# [Description of the task]
Render the records below as a JSON list of strings, one string per line, leaving out blank lines.

===== Material provided

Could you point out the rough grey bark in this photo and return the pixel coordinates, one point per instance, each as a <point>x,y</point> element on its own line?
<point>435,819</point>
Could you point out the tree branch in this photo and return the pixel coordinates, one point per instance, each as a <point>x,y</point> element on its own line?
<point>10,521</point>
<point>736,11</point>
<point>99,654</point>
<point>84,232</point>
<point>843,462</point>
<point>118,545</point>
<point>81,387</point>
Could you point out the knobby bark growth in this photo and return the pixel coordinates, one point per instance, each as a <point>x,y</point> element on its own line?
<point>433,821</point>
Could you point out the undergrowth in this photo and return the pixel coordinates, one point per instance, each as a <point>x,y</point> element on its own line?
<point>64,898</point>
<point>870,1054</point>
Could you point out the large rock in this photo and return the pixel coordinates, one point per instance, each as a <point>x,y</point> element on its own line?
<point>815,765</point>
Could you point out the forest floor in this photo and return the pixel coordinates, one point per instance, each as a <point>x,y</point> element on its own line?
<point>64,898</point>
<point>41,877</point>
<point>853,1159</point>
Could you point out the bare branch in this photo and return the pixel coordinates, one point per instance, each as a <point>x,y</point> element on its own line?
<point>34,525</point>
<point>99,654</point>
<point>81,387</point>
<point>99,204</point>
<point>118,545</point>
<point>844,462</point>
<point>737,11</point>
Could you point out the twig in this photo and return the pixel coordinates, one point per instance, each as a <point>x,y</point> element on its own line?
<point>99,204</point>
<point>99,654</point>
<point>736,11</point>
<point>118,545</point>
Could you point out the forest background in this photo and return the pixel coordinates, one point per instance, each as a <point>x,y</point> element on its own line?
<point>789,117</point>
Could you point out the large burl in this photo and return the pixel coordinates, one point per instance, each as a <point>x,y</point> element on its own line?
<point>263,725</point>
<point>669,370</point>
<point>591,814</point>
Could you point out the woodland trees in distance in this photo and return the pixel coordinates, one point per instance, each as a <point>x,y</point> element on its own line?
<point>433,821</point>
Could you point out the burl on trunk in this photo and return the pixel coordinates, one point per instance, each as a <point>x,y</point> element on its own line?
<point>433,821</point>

==========

# [Worked answer]
[
  "Could you point out the rough grey bark in this photo and return the pixel coordinates, one point per instance, each as a <point>x,y</point> element on its own line?",
  "<point>435,819</point>",
  "Could you point out the tree branch in this photo and return the pixel coordinates, one point per instance, each as a <point>x,y</point> element on its own line?",
  "<point>10,521</point>",
  "<point>736,11</point>",
  "<point>99,654</point>",
  "<point>84,232</point>",
  "<point>843,462</point>",
  "<point>118,545</point>",
  "<point>81,387</point>",
  "Could you point out the knobby bark growth in this photo and return the pixel coordinates, one point per instance, each as a <point>x,y</point> element on its own line?",
  "<point>433,821</point>",
  "Could you point out the undergrowth in this photo and return the pixel coordinates, one point per instance, each as a <point>x,y</point> element on its own line?",
  "<point>64,898</point>",
  "<point>870,1054</point>",
  "Could you point out the large rock in this photo and return the pixel coordinates, one point per instance, each as a <point>x,y</point> element on its own line?",
  "<point>815,765</point>",
  "Could you point out the forest floor in this photo and return the pixel coordinates, one point per instance, each as a <point>x,y</point> element on its own line?",
  "<point>64,898</point>",
  "<point>41,877</point>",
  "<point>853,1159</point>",
  "Could you point out the bare branch in this photo and return the pixel coordinates, one point per instance, each as a <point>x,y</point> element on its own line?",
  "<point>34,525</point>",
  "<point>99,654</point>",
  "<point>81,387</point>",
  "<point>99,204</point>",
  "<point>118,545</point>",
  "<point>844,462</point>",
  "<point>737,11</point>",
  "Could you point out the twig in this photo and return the pixel coordinates, one point per instance, each as a <point>x,y</point> element on its own line?",
  "<point>99,204</point>",
  "<point>99,654</point>",
  "<point>736,11</point>",
  "<point>118,545</point>",
  "Could you point out the forest background in this photo and return the pixel coordinates, one point per instance, each as a <point>x,y</point> element on its own line?",
  "<point>789,117</point>",
  "Could you point out the large burl in this photo and return the pixel coordinates, one point per instance, each as a <point>x,y</point> element on its own line?",
  "<point>263,725</point>",
  "<point>669,370</point>",
  "<point>591,814</point>",
  "Could you point out the woodland trees in distance in this photo and return the pixel coordinates, one point per instance, each as a <point>x,y</point> element on its own line?",
  "<point>433,821</point>",
  "Could you point out the burl on trunk in this photo and return the pixel coordinates, one point per instance, each as a <point>x,y</point> element on its own line?",
  "<point>433,821</point>"
]